*Short task 1*. Decide whether each of the following statements agrees with the forum thread about ogres and trolls, answering yes or no and quoting the words of the thread that settle it: (a) Barnster considers trolls the better unit; (b) Firewolf has already used trolls; (c) Dave T Hobbit's general is a Sorcerer on foot.
*Short task 2*. Reproduce, from the forum thread about ogres and trolls, everything from "Honestly unless you" down to "by a gorebeast.".

*Extract provided*.
^^^^^^^^^^^^^^^^
# Ogres or trolls?



## Firewolf (Jan 22, 2007)

>> What should I use? I like the idea of the trolls just for a fun, if slightly frustrating unit. Ogres, i have used before, were ok. Opinions please.:shok:


----------



## Typhos (Apr 25, 2013)

Play orks and gobbos so you can play trolls as well!


----------



## Barnster (Feb 11, 2010)

Whats the question?

I'm guessing you are a WoC player and can chose between them.

Honestly unless you take throgg then take ogres. If you take throgg take trolls

Trolls are far better but their stupidity and painfully low leadership means they have to be baby sat by a character. This is ok for O&G as they can get a very cheap gobbo on wolf to baby sit them. Chaos can't afford to do that as their heroes are too pricey


----------



## Firewolf (Jan 22, 2007)

>> Aye, sorry I do play warriors. My idea for trolls was to use them as a speedbump/pincushion that I can put infront of my lord/bsb's unit while they trudge across the table. As said, they are a unit I always fancied using, but huvnae tried them yet. Ogres on the other hand, I usually use them as a flank protector backed up by a gorebeast.


----------



## Dave T Hobbit (Dec 3, 2009)

I usually run my WoC with a Sorcerer on horse as General so do not mind babysitting because I do not want him in combat anyway.

Trolls are more fun, but are really random sometimes so are not a reliable unit without Throgg.


----------
^^^^^^^^^^^^^^^^
*Given entries*.
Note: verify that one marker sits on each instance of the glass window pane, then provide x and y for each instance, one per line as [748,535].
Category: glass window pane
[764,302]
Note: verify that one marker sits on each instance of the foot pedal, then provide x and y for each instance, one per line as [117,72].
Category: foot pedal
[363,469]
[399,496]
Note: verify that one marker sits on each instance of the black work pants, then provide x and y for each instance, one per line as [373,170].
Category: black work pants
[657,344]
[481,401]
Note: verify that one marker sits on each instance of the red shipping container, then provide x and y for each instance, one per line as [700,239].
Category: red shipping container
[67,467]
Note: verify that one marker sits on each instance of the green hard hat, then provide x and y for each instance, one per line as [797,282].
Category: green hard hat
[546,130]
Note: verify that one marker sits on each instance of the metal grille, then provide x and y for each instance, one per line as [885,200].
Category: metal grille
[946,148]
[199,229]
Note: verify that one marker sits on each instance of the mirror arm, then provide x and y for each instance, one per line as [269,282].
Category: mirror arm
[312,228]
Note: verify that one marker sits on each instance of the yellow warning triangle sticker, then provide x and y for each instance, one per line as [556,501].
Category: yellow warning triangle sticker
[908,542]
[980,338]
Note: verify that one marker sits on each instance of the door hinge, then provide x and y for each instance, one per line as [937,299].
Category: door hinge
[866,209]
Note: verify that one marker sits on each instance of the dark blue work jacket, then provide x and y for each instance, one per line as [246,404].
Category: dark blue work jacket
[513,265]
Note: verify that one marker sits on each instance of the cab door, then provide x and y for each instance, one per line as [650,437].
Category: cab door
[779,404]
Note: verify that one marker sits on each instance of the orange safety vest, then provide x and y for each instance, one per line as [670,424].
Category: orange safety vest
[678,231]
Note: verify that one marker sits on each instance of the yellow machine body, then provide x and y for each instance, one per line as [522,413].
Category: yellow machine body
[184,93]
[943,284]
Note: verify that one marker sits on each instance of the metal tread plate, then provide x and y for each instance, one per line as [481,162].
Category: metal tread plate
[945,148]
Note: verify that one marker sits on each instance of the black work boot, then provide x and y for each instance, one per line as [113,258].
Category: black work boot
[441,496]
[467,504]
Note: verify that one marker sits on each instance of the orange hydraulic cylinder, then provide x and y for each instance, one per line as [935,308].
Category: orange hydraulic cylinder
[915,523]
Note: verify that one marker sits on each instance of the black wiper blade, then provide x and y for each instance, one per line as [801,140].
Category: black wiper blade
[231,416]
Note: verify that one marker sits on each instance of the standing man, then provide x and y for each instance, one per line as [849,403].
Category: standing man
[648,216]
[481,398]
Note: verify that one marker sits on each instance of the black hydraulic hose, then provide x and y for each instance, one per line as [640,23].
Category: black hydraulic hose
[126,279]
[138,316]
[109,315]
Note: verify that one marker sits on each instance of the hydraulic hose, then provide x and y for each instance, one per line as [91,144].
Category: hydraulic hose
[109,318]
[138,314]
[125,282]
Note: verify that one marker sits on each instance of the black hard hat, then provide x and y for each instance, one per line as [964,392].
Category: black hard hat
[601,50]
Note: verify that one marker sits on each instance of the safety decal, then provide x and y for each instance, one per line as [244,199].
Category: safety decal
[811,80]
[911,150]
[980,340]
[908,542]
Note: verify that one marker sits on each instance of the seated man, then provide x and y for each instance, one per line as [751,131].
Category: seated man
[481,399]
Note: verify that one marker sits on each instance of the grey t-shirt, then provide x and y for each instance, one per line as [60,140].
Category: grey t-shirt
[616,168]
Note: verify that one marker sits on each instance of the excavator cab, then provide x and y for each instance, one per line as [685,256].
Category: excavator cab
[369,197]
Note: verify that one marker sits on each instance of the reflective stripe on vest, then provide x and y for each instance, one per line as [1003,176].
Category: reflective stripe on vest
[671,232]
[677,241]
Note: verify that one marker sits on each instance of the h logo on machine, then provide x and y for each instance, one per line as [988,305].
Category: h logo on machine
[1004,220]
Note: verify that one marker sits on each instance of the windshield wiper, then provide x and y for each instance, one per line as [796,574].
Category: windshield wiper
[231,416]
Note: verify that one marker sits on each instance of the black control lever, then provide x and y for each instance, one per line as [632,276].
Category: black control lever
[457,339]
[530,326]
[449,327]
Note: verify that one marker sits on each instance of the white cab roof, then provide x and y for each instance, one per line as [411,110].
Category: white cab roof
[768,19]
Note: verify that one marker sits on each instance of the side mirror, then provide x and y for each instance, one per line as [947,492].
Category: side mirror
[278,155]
^^^^^^^^^^^^^^^^
*Exercise output 1*.
(a) Yes: "Trolls are far better"
(b) No: "huvnae tried them yet"
(c) No: "a Sorcerer on horse as General"

*Exercise output 2*.
Honestly unless you take throgg then take ogres. If you take throgg take trolls

Trolls are far better but their stupidity and painfully low leadership means they have to be baby sat by a character. This is ok for O&G as they can get a very cheap gobbo on wolf to baby sit them. Chaos can't afford to do that as their heroes are too pricey


----------



## Firewolf (Jan 22, 2007)

>> Aye, sorry I do play warriors. My idea for trolls was to use them as a speedbump/pincushion that I can put infront of my lord/bsb's unit while they trudge across the table. As said, they are a unit I always fancied using, but huvnae tried them yet. Ogres on the other hand, I usually use them as a flank protector backed up by a gorebeast.